WHAT IS NEEDED: Which of the lines below contain the word "roof"? Report each of them in full.

DATASET RECORDS:
-.-.-
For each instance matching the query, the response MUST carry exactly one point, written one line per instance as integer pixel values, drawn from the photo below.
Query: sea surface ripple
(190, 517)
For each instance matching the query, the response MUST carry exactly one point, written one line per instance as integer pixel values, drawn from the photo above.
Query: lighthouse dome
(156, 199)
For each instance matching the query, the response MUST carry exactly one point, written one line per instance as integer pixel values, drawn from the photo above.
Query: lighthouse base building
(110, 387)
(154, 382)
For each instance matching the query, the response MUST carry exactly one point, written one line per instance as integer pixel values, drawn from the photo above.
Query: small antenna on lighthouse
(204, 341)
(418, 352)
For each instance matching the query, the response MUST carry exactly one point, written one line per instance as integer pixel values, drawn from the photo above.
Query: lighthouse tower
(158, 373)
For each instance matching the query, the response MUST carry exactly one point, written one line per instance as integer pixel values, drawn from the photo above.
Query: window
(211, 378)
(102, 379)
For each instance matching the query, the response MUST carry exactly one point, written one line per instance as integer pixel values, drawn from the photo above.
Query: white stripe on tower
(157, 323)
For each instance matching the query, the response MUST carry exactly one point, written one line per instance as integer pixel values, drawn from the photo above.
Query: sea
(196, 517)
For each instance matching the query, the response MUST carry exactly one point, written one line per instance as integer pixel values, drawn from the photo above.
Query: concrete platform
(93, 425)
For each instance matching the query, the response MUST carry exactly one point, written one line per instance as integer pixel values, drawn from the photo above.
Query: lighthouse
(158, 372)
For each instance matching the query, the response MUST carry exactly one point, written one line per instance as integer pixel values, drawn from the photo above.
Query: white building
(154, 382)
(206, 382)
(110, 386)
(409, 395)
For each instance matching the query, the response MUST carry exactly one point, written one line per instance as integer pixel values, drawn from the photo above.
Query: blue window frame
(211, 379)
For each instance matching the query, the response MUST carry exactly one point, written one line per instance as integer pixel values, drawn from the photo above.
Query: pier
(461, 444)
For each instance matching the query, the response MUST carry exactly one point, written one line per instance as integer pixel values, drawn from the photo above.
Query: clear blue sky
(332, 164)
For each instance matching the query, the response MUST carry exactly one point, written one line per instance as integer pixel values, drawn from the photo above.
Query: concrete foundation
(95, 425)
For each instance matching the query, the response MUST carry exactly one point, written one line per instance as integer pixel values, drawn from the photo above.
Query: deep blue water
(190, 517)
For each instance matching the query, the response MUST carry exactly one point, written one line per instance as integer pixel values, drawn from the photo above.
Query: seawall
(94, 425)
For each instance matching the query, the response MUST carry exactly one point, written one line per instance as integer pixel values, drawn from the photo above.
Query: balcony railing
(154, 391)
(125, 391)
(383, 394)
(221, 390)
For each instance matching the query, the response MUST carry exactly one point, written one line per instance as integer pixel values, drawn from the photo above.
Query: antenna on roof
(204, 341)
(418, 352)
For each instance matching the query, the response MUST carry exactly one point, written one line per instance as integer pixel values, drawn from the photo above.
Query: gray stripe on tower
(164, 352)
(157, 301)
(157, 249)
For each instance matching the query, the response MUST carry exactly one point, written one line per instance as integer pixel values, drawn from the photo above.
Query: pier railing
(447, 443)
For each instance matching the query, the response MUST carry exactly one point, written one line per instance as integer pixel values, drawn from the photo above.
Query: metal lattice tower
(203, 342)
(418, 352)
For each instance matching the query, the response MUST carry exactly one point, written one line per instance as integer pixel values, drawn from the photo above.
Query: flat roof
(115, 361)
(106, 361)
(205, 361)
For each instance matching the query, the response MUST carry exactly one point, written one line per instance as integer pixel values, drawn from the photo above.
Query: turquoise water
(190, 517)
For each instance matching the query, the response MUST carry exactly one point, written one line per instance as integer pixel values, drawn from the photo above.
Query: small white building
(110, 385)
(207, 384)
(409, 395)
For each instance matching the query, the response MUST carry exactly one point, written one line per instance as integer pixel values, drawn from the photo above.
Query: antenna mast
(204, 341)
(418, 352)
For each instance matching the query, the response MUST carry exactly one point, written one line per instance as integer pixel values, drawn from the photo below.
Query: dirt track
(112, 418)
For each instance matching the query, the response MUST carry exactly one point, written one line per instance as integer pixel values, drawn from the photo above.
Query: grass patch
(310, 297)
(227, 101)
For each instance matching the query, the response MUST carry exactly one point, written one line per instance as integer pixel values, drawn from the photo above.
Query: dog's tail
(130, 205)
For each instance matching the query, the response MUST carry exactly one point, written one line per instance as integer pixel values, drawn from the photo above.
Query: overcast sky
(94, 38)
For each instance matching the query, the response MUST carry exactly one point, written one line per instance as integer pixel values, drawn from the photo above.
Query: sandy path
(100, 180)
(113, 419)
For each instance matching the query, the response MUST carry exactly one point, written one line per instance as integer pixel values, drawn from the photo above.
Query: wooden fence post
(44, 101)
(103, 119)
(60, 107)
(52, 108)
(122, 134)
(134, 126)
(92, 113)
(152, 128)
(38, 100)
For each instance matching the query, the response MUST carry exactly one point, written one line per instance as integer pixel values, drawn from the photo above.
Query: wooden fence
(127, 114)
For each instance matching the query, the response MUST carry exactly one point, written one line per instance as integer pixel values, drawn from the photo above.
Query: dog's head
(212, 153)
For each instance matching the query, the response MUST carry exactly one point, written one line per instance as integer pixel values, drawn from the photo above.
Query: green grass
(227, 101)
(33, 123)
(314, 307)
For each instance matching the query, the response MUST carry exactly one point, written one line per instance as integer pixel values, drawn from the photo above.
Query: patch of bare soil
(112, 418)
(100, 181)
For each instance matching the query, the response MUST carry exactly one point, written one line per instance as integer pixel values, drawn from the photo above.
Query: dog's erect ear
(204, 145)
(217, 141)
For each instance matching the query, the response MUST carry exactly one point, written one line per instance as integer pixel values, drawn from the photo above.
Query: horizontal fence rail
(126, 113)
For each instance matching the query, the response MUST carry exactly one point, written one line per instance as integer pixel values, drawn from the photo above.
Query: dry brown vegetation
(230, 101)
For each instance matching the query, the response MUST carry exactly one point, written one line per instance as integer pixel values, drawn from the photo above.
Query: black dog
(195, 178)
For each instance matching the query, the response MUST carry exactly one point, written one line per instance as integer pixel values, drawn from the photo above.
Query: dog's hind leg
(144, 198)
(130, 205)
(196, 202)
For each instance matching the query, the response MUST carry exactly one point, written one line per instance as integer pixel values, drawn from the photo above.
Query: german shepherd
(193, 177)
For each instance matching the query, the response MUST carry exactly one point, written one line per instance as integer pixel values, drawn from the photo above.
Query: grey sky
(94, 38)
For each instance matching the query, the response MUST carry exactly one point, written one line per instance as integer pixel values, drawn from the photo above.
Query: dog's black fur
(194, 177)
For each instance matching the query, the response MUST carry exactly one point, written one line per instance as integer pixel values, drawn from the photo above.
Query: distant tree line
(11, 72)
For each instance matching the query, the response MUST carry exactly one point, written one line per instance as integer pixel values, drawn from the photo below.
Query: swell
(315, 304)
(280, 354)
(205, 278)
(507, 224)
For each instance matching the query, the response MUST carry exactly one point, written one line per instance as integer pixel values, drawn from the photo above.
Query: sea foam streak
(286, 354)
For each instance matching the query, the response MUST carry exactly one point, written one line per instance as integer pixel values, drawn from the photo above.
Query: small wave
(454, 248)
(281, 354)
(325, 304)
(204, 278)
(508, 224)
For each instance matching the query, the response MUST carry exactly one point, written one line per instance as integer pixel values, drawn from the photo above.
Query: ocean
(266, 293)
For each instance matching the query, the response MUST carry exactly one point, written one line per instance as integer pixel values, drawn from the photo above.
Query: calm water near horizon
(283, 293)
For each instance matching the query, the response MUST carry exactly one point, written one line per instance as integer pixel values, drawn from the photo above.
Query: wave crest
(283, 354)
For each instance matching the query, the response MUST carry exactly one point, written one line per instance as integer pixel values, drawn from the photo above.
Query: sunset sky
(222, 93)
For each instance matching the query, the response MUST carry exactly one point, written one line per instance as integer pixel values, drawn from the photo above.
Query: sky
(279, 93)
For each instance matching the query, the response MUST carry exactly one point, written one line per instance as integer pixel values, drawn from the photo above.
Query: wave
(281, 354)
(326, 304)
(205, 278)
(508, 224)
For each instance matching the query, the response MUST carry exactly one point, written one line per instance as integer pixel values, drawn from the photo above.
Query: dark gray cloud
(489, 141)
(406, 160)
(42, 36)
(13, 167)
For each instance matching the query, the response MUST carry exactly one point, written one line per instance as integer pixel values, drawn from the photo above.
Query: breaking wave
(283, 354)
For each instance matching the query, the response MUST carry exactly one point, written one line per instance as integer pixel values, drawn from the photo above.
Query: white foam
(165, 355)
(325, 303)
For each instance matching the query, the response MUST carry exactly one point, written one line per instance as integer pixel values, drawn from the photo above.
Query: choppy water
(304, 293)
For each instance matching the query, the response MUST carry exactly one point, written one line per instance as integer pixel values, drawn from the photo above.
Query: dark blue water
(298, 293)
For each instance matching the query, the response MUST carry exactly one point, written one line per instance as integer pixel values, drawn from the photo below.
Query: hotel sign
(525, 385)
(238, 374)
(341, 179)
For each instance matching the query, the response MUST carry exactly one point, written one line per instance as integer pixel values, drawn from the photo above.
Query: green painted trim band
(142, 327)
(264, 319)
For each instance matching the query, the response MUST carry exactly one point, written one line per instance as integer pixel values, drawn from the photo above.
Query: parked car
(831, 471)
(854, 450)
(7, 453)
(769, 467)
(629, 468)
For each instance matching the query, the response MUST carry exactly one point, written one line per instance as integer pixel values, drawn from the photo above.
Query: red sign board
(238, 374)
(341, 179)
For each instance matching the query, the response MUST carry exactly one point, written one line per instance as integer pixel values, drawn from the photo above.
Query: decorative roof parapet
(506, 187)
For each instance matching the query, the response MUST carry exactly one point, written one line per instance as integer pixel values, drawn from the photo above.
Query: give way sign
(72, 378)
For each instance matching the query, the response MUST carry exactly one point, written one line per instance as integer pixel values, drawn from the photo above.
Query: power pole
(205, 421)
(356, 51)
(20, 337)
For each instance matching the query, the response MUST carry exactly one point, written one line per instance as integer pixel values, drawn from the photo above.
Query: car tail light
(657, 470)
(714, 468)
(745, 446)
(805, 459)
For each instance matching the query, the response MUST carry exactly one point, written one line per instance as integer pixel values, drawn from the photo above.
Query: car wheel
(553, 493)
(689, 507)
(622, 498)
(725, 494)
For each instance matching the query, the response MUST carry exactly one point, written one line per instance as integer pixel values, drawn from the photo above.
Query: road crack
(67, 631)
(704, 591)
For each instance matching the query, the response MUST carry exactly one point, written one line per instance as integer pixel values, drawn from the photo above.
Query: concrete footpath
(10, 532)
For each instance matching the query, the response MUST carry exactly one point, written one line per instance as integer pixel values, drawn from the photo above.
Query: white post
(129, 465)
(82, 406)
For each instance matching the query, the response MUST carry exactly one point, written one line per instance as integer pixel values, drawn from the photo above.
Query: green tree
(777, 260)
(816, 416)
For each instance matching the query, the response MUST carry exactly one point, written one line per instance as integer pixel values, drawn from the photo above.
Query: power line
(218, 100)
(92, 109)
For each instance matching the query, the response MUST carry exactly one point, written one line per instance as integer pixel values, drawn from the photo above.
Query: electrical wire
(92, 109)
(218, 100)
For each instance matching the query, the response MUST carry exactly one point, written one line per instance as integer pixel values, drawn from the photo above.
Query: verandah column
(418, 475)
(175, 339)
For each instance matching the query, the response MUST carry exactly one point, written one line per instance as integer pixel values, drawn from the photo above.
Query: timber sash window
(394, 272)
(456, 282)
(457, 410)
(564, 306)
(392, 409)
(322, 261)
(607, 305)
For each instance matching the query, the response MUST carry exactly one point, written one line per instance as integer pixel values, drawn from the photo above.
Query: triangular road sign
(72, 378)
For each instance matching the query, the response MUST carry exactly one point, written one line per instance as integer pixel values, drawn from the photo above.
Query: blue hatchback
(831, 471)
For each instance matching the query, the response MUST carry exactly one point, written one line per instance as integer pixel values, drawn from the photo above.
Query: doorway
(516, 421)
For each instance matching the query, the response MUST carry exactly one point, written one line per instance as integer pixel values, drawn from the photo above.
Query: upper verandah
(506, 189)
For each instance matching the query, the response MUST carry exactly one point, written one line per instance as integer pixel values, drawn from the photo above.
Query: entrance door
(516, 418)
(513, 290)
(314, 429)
-.-.-
CORRECT OUTPUT:
Query: antenna on roof
Query: flat roof
Query: decorative roof parapet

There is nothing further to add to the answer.